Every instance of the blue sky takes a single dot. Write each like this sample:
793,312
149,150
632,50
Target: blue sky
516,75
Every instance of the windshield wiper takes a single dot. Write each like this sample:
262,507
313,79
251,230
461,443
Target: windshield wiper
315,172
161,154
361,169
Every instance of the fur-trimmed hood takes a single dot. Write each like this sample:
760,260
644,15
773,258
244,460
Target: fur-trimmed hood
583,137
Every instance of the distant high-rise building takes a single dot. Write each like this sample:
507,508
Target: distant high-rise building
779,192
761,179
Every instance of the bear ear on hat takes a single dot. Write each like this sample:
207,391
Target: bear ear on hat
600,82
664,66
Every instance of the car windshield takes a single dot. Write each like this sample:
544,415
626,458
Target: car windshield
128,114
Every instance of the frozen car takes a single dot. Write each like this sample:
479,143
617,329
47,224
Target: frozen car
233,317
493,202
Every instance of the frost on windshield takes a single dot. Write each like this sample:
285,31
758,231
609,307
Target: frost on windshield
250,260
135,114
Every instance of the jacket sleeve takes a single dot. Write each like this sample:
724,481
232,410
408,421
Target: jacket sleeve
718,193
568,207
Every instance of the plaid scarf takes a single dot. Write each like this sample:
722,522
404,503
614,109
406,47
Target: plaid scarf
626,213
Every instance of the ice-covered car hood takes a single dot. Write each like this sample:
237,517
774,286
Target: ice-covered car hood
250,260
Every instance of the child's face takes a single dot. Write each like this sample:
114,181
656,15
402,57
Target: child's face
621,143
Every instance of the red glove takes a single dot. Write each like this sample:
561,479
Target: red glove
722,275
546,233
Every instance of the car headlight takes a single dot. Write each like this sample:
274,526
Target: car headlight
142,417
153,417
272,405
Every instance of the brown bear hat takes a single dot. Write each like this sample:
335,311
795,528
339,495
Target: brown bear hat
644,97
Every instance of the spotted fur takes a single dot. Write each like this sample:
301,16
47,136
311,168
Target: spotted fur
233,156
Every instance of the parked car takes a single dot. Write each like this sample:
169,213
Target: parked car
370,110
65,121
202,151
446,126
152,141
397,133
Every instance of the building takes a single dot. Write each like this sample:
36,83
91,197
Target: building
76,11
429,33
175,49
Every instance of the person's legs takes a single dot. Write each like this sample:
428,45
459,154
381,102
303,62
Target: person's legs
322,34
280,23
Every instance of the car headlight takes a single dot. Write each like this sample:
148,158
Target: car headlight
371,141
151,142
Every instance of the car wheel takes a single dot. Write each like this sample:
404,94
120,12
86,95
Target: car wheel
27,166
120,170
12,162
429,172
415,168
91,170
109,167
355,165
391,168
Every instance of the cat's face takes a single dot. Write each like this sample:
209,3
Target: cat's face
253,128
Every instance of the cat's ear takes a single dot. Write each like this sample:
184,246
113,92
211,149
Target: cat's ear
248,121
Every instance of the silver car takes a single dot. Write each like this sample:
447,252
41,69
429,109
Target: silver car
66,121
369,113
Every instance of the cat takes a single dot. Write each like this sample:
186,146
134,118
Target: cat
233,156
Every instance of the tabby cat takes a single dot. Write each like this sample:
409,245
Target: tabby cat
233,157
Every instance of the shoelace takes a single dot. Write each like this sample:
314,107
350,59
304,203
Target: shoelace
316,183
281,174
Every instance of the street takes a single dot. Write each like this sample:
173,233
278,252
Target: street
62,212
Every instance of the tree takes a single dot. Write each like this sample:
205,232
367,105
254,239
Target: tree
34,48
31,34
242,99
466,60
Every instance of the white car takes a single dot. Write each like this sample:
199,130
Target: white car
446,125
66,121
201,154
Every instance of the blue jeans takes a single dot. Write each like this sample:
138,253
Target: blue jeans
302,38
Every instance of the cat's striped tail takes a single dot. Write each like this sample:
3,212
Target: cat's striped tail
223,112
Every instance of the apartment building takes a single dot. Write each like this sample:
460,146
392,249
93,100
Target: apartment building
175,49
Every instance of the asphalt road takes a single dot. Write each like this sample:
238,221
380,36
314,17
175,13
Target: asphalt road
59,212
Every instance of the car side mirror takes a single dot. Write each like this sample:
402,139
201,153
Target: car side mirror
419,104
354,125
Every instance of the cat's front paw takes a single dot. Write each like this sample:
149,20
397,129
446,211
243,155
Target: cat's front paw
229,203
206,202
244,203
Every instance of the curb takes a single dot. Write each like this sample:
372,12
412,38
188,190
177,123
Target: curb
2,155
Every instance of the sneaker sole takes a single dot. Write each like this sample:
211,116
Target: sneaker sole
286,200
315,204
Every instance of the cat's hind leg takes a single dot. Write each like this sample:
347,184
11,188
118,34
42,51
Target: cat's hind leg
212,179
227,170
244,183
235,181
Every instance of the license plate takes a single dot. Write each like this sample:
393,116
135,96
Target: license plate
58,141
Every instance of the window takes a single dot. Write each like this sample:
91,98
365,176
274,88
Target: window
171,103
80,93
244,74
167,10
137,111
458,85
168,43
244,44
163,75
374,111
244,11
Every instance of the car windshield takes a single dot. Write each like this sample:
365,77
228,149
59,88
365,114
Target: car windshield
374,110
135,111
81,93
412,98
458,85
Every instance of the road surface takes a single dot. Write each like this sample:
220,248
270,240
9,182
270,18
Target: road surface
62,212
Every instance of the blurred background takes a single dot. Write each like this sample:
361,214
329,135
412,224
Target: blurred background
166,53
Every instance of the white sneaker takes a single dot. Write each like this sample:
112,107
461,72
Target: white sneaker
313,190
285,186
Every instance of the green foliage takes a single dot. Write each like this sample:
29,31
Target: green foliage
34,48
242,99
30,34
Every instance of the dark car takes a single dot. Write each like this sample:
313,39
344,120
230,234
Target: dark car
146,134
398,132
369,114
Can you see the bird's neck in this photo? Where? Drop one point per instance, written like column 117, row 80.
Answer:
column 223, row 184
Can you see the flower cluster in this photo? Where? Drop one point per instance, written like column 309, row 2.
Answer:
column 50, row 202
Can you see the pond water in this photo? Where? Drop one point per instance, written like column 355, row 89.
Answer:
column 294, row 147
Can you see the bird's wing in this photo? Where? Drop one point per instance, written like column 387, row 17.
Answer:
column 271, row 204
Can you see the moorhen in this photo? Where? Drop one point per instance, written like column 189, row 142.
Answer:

- Goal:
For this exercise, please retype exactly the lines in the listing from the line with "Can you see the bird's neck" through its last line, both ends included.

- Response to this exercise:
Can you see the bird's neck in this photo? Where? Drop one point per instance, written like column 117, row 80.
Answer:
column 223, row 184
Can you see the flower cluster in this photo? Where? Drop one point per instance, written like column 309, row 2.
Answer:
column 50, row 202
Can you see the pond water in this photo? Where? Drop one point per instance, written like column 355, row 89.
Answer:
column 294, row 147
Can you see the bird's wing in this photo? Where? Drop one point per instance, written like column 387, row 17.
Answer:
column 271, row 204
Can you see the moorhen in this photo? Where? Drop one point per instance, written like column 189, row 142.
Answer:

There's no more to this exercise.